== Page text

Published December 17, 2007
This is the first story in a new weekly series that profiles America's most wanted criminals.
To neighbors, Robert William Fisher seemed like an average guy.
He loved to hunt and fish. He doted on his kids and dedicated himself to a career of helping others, first as a firefighter, then later as a surgical catheter technician and respiratory therapist.
But there was a dark side to Fisher. People close to him described him as a loner, a control freak who didn't want anyone outside of his close-knit family raising his kids.
It could have something to do with his parent's divorce, when he was just a teenager, investigators say. He went to live with his dad, but when his father remarried, Fisher took it hard and vowed to never divorce.
On April 10, 2001, police suspect that dark side got the better of him.
He and his wife Mary, who were having marital troubles, were having an argument at their Scottsdale, Ariz. home. The night before, neighbors heard yelling from the house.

====
== Data supplied

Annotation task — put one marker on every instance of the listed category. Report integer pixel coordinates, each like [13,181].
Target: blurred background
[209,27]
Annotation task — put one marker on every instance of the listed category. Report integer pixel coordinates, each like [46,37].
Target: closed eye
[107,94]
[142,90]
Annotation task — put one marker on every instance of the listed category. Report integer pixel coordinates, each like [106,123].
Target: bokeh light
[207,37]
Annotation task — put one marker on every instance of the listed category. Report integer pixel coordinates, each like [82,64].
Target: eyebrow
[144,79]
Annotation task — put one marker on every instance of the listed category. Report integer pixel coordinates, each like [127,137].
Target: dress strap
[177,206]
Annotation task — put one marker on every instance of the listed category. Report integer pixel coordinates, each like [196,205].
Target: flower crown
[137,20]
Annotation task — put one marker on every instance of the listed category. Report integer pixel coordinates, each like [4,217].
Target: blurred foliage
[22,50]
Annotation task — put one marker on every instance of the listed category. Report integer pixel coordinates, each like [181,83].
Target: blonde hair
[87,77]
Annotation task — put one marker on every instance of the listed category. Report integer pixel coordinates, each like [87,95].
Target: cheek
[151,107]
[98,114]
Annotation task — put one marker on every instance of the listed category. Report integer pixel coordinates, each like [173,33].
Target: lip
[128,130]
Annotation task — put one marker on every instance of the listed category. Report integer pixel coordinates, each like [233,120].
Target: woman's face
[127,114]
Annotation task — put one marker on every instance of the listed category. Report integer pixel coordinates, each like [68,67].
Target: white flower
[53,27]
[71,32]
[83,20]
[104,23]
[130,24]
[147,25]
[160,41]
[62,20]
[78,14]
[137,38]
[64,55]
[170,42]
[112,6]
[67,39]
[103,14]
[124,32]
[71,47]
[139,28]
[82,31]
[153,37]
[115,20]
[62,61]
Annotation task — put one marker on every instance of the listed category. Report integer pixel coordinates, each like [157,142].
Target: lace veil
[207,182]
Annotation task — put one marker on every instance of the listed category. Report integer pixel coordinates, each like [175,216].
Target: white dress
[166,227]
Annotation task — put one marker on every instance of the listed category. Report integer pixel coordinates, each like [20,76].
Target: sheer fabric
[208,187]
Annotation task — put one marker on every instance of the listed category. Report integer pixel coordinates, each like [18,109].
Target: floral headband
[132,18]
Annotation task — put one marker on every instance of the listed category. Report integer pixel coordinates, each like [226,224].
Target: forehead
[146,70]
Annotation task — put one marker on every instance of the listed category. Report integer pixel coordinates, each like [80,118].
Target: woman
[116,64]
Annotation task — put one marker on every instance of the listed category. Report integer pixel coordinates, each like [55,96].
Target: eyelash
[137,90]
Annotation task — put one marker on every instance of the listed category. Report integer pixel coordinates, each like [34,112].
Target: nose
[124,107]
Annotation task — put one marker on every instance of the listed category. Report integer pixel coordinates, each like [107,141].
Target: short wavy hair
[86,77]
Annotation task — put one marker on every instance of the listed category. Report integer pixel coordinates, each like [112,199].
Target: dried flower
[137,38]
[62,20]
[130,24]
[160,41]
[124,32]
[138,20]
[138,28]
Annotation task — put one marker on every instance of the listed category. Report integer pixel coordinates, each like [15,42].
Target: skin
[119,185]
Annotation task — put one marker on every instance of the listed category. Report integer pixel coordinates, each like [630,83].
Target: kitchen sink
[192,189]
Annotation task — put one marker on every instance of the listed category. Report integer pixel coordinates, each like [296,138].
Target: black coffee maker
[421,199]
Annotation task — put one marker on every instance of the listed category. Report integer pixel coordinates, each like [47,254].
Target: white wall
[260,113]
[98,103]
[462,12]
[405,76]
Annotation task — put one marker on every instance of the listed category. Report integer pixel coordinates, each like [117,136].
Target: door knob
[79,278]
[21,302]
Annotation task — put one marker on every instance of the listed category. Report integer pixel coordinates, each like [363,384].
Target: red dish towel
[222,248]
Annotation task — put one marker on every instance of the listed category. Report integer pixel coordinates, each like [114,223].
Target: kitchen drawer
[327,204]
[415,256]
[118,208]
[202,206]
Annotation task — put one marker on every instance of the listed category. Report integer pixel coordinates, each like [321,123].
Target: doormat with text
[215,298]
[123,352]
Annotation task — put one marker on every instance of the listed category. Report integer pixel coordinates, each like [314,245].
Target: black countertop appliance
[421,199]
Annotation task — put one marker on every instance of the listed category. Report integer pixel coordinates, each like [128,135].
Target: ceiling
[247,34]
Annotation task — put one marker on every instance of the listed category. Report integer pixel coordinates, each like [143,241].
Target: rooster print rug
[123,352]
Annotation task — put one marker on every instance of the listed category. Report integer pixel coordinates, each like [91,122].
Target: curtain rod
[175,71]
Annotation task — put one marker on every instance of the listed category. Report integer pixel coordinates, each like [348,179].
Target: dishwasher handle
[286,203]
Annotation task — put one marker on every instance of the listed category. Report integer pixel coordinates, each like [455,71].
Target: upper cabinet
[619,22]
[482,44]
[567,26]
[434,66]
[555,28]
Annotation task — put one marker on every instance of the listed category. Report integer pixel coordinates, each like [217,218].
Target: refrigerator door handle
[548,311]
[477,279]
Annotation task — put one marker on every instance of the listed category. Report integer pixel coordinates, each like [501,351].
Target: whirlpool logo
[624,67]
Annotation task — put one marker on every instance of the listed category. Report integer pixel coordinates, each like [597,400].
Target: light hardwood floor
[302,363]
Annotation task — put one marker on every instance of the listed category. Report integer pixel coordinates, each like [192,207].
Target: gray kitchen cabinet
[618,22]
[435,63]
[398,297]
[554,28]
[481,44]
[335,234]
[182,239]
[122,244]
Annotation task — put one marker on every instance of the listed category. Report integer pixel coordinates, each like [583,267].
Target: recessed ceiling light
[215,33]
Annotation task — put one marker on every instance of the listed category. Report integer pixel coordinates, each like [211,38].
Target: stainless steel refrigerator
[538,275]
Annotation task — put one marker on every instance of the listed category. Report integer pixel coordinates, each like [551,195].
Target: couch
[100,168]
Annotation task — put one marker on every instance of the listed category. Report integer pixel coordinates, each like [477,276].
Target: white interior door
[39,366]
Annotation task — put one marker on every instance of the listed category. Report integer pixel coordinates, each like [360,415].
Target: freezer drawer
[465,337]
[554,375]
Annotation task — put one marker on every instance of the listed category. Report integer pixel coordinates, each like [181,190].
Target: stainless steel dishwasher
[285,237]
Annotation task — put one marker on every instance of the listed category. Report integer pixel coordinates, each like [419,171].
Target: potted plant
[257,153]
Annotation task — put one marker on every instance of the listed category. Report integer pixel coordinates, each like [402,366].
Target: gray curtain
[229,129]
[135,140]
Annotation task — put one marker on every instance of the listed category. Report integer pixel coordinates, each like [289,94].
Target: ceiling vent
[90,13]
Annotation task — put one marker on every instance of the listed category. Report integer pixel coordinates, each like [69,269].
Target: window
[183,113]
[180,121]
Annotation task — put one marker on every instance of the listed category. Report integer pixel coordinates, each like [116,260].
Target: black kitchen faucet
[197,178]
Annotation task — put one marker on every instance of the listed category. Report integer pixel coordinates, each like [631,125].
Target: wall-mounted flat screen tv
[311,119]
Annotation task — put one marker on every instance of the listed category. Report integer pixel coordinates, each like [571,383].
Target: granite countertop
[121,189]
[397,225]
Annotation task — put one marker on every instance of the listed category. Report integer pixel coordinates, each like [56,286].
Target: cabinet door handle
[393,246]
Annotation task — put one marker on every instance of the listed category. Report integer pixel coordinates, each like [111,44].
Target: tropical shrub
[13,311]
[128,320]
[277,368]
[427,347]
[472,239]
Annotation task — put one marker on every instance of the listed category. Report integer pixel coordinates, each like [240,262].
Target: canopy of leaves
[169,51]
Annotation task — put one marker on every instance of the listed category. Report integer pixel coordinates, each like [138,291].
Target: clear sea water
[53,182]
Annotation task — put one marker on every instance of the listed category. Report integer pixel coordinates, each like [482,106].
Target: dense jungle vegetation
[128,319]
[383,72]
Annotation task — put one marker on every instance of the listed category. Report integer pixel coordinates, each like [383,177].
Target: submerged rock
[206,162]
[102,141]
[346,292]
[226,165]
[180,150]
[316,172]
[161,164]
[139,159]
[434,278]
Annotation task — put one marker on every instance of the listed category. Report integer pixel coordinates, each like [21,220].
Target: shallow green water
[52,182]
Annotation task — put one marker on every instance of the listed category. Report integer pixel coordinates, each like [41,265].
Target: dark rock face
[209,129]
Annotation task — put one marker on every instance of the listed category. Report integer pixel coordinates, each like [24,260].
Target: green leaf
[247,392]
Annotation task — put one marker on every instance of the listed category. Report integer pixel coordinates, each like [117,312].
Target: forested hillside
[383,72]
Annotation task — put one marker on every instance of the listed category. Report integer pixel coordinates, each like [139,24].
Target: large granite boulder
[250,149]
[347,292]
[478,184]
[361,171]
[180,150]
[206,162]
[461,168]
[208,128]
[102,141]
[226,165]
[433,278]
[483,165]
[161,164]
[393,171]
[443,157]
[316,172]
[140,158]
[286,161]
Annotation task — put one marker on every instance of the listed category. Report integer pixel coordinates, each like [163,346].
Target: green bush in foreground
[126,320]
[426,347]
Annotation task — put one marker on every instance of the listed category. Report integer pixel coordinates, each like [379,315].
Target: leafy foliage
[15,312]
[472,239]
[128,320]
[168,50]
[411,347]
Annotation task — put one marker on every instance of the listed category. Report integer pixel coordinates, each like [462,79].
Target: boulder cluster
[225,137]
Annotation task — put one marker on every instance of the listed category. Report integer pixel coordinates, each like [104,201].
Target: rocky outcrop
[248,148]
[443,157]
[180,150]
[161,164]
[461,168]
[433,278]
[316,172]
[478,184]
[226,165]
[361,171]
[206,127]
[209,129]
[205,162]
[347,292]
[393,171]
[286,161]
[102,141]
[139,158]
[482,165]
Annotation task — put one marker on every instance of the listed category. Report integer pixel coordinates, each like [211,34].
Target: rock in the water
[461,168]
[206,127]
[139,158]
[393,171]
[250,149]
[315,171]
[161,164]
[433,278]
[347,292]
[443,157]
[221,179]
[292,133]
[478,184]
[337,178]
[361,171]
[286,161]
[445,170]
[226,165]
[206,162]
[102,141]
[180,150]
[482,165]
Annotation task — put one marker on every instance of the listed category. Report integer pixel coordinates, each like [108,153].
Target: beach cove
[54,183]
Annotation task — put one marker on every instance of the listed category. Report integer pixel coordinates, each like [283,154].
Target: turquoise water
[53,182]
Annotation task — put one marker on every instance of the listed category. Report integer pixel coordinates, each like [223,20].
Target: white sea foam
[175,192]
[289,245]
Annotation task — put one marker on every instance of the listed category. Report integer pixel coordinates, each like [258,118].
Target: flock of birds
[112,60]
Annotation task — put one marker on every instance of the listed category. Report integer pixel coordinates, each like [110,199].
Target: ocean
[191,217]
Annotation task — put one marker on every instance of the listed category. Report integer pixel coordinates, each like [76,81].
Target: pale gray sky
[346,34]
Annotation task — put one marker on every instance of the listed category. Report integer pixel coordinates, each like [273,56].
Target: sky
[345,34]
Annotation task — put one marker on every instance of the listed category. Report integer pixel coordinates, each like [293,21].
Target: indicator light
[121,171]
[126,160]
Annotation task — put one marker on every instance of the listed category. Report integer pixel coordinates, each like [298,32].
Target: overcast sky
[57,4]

====

Please extract the full article about Robert William Fisher from above, reproducing it word for word from start to finish.

Published December 17, 2007
This is the first story in a new weekly series that profiles America's most wanted criminals.
To neighbors, Robert William Fisher seemed like an average guy.
He loved to hunt and fish. He doted on his kids and dedicated himself to a career of helping others, first as a firefighter, then later as a surgical catheter technician and respiratory therapist.
But there was a dark side to Fisher. People close to him described him as a loner, a control freak who didn't want anyone outside of his close-knit family raising his kids.
It could have something to do with his parent's divorce, when he was just a teenager, investigators say. He went to live with his dad, but when his father remarried, Fisher took it hard and vowed to never divorce.
On April 10, 2001, police suspect that dark side got the better of him.
He and his wife Mary, who were having marital troubles, were having an argument at their Scottsdale, Ariz. home. The night before, neighbors heard yelling from the house.